2.15 给出一个有效的算法来确定在整数 A 1 < A 2 < A 3 < ⋯ < A N A_1< A_2<A_3<\dots < A_N A1​<A2​<A3​<⋯<AN​的数组是否存在整数 i i i​使得 A i = i A_i = i Ai​=i。

#include <iostream>
#include <vector>

using namespace std;

bool indexIsValue(const vector<int>& A, int low, int high)
{
    if (low == high)
    {
        if (A[low] == low)
            return true;
        return false;
    }

    int mid = (low + high) / 2;

    if (A[mid] > mid)
        return indexIsValue(A, low, mid - 1);
    else if (A[mid] < mid)
        return indexIsValue(A, mid + 1, high);
    else
        return true;
}

int main()
{
    vector<int> vec{ -1,1,3,4,6 };
    cout << indexIsValue(vec, 0, vec.size() - 1) << endl;

    system("pause");
    return 0;
}

2.16 基于下列个结论编写另外的gcd算法……

#include <iostream>
#include <vector>

using namespace std;

int gcd(int a, int b)
{
    int high = a, low = b;
    if (high % low == 0)
        return low;

    if (!high % 2 && !low % 2)
        return 2 * gcd(high / 2, low / 2);
    else if (high % 2 == 0 && low % 2 != 0)
    {
        if (high % 2 > low)
            return gcd(high % 2, low);
        else
            return gcd(low, high / 2);
    }
    else if (high % 2 != 0 && low % 2 == 0)
        return gcd(high, low / 2);
    else
        return gcd((high + low) / 2, (high - low) / 2);
}

int main()
{
    cout << gcd(4, 3) << endl;

    system("pause");
    return 0;
}

2.17 给出有效的算法

// a 最小子序列和
int minSumRec(const vector<int>& a)
{
    int minSum = a[0], thisSum = 0;

    for (size_t i = 0; i < a.size(); ++i)
◆ ◆ ◆ ◆ ◆ ◆ ◆
■ 题目要求 1
在算法习题摘录里，题 2.15 的 indexIsValue 函数遇到 A[mid] > mid 时，会在哪个下标范围内继续递归查找？
■ 题目要求 2
接续算法习题摘录最后一行之后的代码往下写。
◆ ◆ ◆ ◆ ◆ ◆ ◆
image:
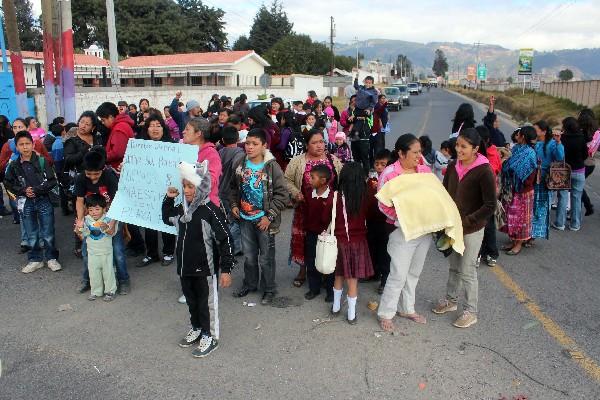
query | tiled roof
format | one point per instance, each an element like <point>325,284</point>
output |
<point>170,60</point>
<point>80,59</point>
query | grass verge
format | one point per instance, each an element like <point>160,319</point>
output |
<point>529,107</point>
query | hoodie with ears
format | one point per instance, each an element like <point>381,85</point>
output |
<point>275,195</point>
<point>200,226</point>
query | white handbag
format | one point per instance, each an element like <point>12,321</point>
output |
<point>326,257</point>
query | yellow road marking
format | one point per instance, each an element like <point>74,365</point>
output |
<point>588,364</point>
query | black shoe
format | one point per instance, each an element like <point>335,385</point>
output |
<point>124,288</point>
<point>131,252</point>
<point>267,298</point>
<point>243,292</point>
<point>309,295</point>
<point>85,286</point>
<point>146,261</point>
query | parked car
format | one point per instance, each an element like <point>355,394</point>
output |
<point>413,88</point>
<point>394,97</point>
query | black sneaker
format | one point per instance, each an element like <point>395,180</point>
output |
<point>84,287</point>
<point>192,337</point>
<point>267,298</point>
<point>207,345</point>
<point>109,297</point>
<point>124,288</point>
<point>145,262</point>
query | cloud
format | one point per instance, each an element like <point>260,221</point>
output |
<point>543,25</point>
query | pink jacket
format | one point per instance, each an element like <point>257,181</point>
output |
<point>390,173</point>
<point>210,153</point>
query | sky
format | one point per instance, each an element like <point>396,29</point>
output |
<point>542,25</point>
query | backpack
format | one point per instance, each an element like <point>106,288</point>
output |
<point>295,146</point>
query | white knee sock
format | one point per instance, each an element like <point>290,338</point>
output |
<point>351,308</point>
<point>337,299</point>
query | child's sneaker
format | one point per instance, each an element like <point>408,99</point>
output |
<point>207,345</point>
<point>109,297</point>
<point>193,336</point>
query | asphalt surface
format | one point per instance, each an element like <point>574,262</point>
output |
<point>128,348</point>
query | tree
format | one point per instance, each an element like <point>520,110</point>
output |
<point>403,65</point>
<point>30,32</point>
<point>565,75</point>
<point>440,63</point>
<point>149,27</point>
<point>269,26</point>
<point>298,54</point>
<point>345,62</point>
<point>241,43</point>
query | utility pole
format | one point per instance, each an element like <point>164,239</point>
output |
<point>112,42</point>
<point>49,89</point>
<point>68,61</point>
<point>16,59</point>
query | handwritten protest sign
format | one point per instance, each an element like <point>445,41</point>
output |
<point>149,167</point>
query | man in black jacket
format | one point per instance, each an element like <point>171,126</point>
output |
<point>200,224</point>
<point>30,178</point>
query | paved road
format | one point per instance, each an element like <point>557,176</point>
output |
<point>531,309</point>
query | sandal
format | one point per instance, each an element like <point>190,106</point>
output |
<point>419,319</point>
<point>386,324</point>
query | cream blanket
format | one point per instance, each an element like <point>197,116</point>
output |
<point>423,206</point>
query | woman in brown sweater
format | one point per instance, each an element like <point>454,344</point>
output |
<point>470,182</point>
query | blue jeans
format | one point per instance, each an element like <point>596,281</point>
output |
<point>119,258</point>
<point>577,184</point>
<point>38,223</point>
<point>259,249</point>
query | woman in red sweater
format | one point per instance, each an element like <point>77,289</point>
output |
<point>470,182</point>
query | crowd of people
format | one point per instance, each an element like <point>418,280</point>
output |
<point>331,167</point>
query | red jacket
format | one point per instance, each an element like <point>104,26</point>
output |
<point>209,152</point>
<point>495,160</point>
<point>120,133</point>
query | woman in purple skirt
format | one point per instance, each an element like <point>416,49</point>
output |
<point>353,261</point>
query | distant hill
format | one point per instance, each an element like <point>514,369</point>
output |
<point>501,62</point>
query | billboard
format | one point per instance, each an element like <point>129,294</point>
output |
<point>525,61</point>
<point>471,72</point>
<point>481,72</point>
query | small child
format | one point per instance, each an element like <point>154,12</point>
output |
<point>378,230</point>
<point>199,223</point>
<point>98,240</point>
<point>442,158</point>
<point>231,154</point>
<point>258,195</point>
<point>340,148</point>
<point>353,261</point>
<point>316,220</point>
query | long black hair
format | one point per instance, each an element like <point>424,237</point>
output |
<point>353,186</point>
<point>543,125</point>
<point>464,116</point>
<point>587,123</point>
<point>472,137</point>
<point>166,137</point>
<point>403,145</point>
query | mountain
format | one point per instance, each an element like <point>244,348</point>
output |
<point>501,62</point>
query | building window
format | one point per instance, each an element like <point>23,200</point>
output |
<point>196,81</point>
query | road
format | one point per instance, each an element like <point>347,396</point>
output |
<point>532,308</point>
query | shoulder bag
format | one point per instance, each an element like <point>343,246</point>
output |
<point>326,256</point>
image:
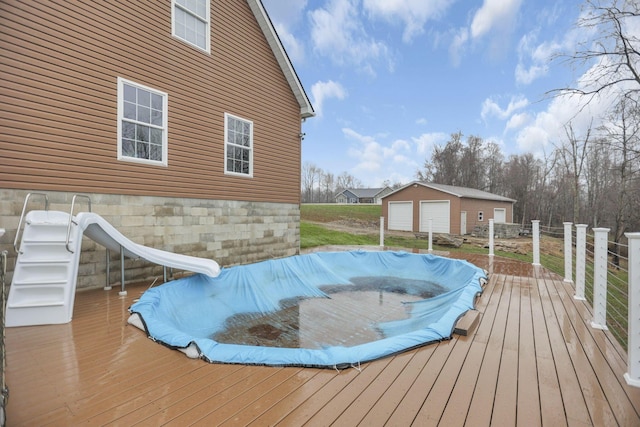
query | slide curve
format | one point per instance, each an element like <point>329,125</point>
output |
<point>102,232</point>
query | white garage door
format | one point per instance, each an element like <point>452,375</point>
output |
<point>438,211</point>
<point>401,216</point>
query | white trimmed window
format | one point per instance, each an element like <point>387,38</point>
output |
<point>142,123</point>
<point>238,146</point>
<point>190,21</point>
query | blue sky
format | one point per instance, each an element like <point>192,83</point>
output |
<point>389,79</point>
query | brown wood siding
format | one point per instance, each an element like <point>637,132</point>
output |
<point>58,101</point>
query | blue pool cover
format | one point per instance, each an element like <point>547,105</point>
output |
<point>194,313</point>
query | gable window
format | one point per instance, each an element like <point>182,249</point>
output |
<point>191,22</point>
<point>142,123</point>
<point>238,146</point>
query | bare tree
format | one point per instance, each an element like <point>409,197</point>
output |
<point>327,184</point>
<point>613,55</point>
<point>345,180</point>
<point>573,155</point>
<point>444,167</point>
<point>623,134</point>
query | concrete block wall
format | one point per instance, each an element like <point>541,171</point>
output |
<point>230,232</point>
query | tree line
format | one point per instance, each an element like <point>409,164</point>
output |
<point>591,177</point>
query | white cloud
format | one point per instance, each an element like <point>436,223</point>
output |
<point>458,46</point>
<point>517,121</point>
<point>490,108</point>
<point>412,13</point>
<point>425,142</point>
<point>286,17</point>
<point>371,156</point>
<point>287,13</point>
<point>547,128</point>
<point>322,91</point>
<point>494,14</point>
<point>495,19</point>
<point>338,33</point>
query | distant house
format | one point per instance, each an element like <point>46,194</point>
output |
<point>181,121</point>
<point>453,210</point>
<point>362,195</point>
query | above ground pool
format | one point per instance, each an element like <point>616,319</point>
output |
<point>326,309</point>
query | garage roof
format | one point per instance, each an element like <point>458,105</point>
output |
<point>462,192</point>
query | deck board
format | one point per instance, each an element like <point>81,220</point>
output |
<point>533,359</point>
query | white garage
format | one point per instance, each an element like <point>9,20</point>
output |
<point>400,216</point>
<point>439,212</point>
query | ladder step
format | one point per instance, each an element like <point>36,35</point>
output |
<point>37,296</point>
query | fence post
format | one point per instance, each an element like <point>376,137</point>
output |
<point>568,253</point>
<point>581,260</point>
<point>491,237</point>
<point>600,250</point>
<point>632,376</point>
<point>535,223</point>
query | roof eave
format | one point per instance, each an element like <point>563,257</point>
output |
<point>306,109</point>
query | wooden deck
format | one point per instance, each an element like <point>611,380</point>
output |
<point>532,360</point>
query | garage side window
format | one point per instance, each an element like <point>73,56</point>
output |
<point>142,123</point>
<point>238,146</point>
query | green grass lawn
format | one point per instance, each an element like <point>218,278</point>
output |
<point>328,213</point>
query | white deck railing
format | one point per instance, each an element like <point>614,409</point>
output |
<point>615,303</point>
<point>595,281</point>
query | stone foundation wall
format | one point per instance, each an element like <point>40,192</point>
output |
<point>230,232</point>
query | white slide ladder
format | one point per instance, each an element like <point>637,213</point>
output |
<point>44,280</point>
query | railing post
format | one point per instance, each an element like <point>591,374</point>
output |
<point>632,376</point>
<point>123,292</point>
<point>491,237</point>
<point>600,278</point>
<point>535,225</point>
<point>581,260</point>
<point>568,253</point>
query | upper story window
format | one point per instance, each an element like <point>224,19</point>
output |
<point>238,146</point>
<point>142,123</point>
<point>191,22</point>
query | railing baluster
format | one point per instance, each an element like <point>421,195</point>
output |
<point>568,253</point>
<point>491,237</point>
<point>600,278</point>
<point>632,376</point>
<point>535,223</point>
<point>581,260</point>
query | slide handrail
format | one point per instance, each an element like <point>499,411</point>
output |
<point>73,202</point>
<point>24,208</point>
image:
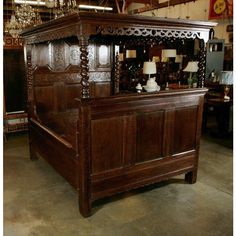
◆ ◆ ◆ ◆ ◆ ◆ ◆
■ 作答结果 1
在 low 到 mid - 1 的范围内继续查找。

■ 作答结果 2
    {
        thisSum += a[i];

        minSum = min(minSum, thisSum);
        thisSum = min(thisSum, 0);
    }

    return minSum;
}

// b 最小正子序列和， 目前只会这种暴力求解的方式，插个眼
int minPosSumRec(const vector<int>& a)
{
    int minPosSum = 0;

    for (int i = 0; i < a.size(); ++i)
    {
        int thisSum = 0;
        for (int j = i; j < a.size(); ++j)
        {
            thisSum += a[j];
            
            if ((minPosSum == 0 && thisSum > 0) || (thisSum > 0 && thisSum < minPosSum))
                minPosSum = thisSum;
        }
    }

    return minPosSum;
}


// c 最大子序列乘积， 
int maxProduct(const vector<int>& nums)
{
    int maxpro = nums[0], minpro = nums[0], answer = nums[0];

    for (size_t i = 1; i < nums.size(); ++i)
    {
        int mx = maxpro, mn = minpro;

        maxpro = max(mx * nums[i], max(mn * nums[i], nums[i]));
        minpro = min(mx * nums[i], min(mn * nums[i], nums[i]));
        answer = max(maxpro, answer);
    }
    return answer;
}

leetcode 最大子序列乘积

2.18 折半查找求零点

#include <iostream>
#include <vector>

using namespace std;

double func(double x)
{
    return x * x - x - 1;
}

double solveZero(double (*func)(double x), double low, double high)
{
    while (func(low) * func(high) < 0)
    {
        double mid = (low + high) / 2;

        if (func(mid) == 0)
            return mid;
        else if (func(mid) * func(low) < 0)
            high = mid;
        else if (func(mid) * func(high) < 0)
            low = mid;
    }
}


int main()
{

    cout << solveZero(func, 1, 2) << endl;

    system("pause");
    return 0;
}

2.19 返回最大子序列对应的下标

// 只做了算法4的，算法4有些错误，不能对纯负数进行求解，下面代码已经更正
#include <iostream>
#include <vector>

using namespace std;


int maxSubSum4(const vector<int>& a, int& start, int& end)
{
    start = end = 0;

    int maxSum = a[0], thisSum = 0;  // 原代码maxSum = 0；
    int thisSumStart = 0;

    for (int j = 0; j < a.size(); ++j)
    {
        thisSum += a[j];

        if (thisSum > maxSum)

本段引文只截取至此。